[Stored data entries]
────────────────────
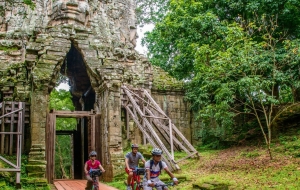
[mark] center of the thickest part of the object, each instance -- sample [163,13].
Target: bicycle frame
[136,183]
[94,173]
[166,185]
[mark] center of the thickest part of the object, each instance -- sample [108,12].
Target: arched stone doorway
[95,85]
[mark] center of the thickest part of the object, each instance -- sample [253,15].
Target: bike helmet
[93,153]
[156,151]
[134,146]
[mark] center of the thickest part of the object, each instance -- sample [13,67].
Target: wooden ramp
[156,126]
[77,185]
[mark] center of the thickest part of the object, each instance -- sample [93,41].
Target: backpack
[159,163]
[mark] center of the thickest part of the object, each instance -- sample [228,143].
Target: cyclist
[92,163]
[153,169]
[132,161]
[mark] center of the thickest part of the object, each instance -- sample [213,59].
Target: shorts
[127,171]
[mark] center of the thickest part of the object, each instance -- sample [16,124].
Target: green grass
[247,167]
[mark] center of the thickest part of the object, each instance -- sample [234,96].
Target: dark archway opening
[83,98]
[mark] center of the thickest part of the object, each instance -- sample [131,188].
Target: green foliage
[61,100]
[236,58]
[151,11]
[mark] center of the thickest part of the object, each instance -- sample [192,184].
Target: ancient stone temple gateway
[92,43]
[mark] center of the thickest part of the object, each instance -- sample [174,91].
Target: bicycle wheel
[140,186]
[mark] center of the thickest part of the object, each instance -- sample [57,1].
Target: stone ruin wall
[33,46]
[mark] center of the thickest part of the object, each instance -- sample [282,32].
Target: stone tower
[92,43]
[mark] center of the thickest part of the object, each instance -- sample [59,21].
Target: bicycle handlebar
[165,184]
[95,172]
[139,171]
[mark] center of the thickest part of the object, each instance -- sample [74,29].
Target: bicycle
[94,173]
[136,183]
[165,185]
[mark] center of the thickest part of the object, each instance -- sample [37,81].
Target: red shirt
[93,166]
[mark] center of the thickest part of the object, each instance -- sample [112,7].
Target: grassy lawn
[243,167]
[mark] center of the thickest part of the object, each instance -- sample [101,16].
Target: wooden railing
[15,167]
[156,125]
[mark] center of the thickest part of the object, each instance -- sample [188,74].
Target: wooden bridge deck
[77,185]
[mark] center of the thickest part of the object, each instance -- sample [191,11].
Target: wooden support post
[11,137]
[19,143]
[127,125]
[2,130]
[93,132]
[171,138]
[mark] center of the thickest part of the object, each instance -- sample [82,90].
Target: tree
[237,57]
[246,77]
[188,24]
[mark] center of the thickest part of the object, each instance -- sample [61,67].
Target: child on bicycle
[92,163]
[153,169]
[132,161]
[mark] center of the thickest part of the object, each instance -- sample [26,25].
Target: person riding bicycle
[153,169]
[132,161]
[92,163]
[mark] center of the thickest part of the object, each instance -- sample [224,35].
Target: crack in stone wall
[33,49]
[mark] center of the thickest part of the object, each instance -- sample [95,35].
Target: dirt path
[77,185]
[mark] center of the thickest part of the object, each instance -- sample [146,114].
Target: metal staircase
[156,126]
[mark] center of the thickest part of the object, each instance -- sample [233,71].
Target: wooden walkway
[77,185]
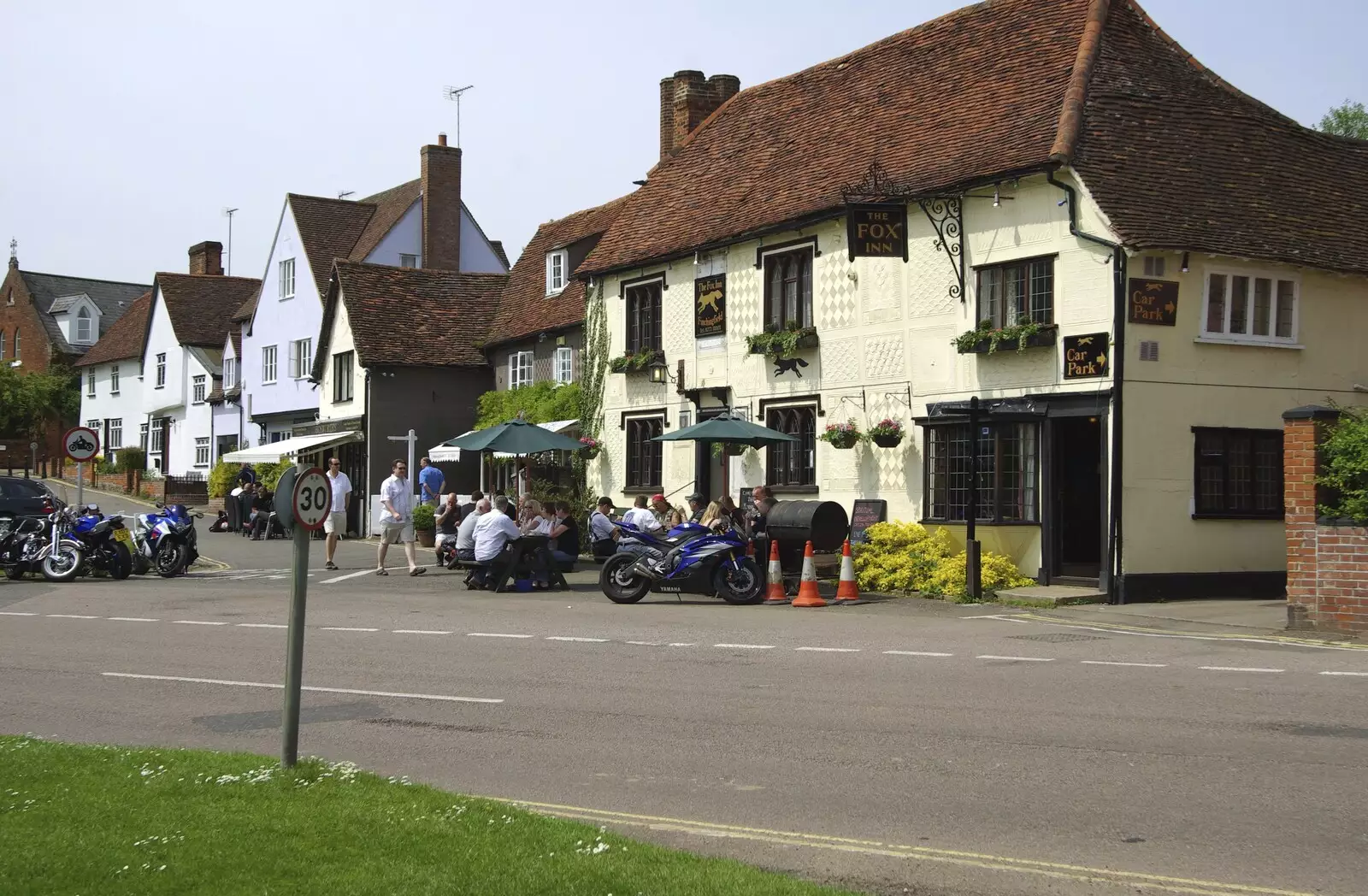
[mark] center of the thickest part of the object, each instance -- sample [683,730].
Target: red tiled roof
[202,305]
[410,316]
[125,339]
[1176,156]
[524,307]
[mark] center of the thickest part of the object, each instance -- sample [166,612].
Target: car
[27,497]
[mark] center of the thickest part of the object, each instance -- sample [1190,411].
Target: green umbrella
[515,437]
[727,428]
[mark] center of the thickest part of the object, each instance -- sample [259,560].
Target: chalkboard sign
[866,513]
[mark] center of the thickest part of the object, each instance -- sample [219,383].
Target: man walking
[335,523]
[430,480]
[397,519]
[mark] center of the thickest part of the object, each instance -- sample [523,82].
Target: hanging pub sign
[1153,303]
[711,305]
[1085,356]
[879,232]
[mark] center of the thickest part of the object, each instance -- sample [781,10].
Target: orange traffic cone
[807,594]
[775,592]
[847,592]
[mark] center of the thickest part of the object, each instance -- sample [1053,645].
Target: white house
[416,225]
[111,382]
[188,326]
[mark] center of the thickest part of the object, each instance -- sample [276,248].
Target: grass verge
[114,820]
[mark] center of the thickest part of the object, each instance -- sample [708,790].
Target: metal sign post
[311,501]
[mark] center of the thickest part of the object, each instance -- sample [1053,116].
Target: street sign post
[81,444]
[311,501]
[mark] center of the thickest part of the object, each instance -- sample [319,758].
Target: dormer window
[557,268]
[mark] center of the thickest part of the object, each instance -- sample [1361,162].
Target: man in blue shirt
[430,480]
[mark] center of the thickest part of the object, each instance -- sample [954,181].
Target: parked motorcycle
[690,560]
[106,542]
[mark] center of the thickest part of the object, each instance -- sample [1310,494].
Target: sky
[132,127]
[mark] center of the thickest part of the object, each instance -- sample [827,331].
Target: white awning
[298,445]
[446,455]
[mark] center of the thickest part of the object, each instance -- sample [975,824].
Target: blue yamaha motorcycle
[691,558]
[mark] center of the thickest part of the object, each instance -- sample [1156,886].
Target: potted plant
[887,433]
[841,435]
[424,524]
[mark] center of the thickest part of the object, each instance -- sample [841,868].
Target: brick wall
[1327,560]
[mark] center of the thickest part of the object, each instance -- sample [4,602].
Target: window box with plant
[887,433]
[841,435]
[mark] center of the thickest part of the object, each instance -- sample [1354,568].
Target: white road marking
[1237,669]
[280,687]
[344,578]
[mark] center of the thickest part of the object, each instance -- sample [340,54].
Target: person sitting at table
[492,533]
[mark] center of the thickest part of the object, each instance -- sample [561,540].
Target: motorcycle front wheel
[62,563]
[619,583]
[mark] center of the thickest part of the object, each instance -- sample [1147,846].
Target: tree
[1349,120]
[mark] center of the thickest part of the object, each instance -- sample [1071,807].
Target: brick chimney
[687,97]
[442,205]
[207,257]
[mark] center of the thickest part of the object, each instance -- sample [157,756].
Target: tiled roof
[410,316]
[1176,156]
[111,298]
[125,339]
[202,305]
[524,307]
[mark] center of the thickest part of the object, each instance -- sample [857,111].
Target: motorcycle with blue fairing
[690,558]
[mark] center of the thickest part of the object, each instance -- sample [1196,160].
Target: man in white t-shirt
[335,523]
[397,519]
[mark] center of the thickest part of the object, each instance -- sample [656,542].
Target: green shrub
[1345,457]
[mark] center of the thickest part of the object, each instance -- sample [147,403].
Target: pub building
[1155,263]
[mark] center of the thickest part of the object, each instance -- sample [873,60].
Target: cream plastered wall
[1208,385]
[886,326]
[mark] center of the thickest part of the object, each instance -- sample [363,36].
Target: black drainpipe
[1115,592]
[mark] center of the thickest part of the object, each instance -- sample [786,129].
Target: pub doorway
[1077,469]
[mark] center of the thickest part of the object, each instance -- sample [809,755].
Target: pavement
[893,747]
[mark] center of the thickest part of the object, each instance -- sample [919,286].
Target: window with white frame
[520,369]
[84,325]
[268,364]
[301,357]
[556,271]
[1251,308]
[564,364]
[286,280]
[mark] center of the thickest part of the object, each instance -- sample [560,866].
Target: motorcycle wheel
[63,564]
[121,565]
[170,560]
[619,585]
[739,585]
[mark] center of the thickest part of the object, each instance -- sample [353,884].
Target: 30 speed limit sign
[312,498]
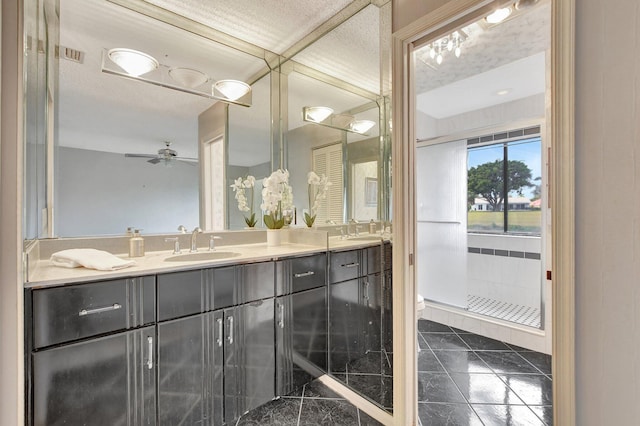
────────────────────
_TRY IT_:
Only the lines above from the one with "Target: cyclist" through the one with "-- sample [57,1]." should be duplicated, character for character.

_TASK RESULT_:
Target: cyclist
[92,163]
[153,169]
[132,161]
[mark] center of the thickest part of the object, each instance -- sample [213,59].
Target: shorts
[127,171]
[mark] center of the thickest part of the object, each instance -- sample [16,124].
Target: green grass
[247,167]
[mark] center of the thickest part of the object, each instance -- sample [234,96].
Target: dark archway opening
[83,98]
[mark] center of the thickest part of the object, each instance -- sample [131,188].
Target: green foliage
[61,100]
[236,58]
[151,11]
[mark] center of the thickest part of the object, each instance -- sample [192,184].
Target: ancient stone temple gateway
[92,43]
[mark] center of the thickest part of the object, each instance -- sample [174,91].
Target: bicycle wheel
[140,186]
[mark] center of the thickest part of the object, each instance -- sample [57,1].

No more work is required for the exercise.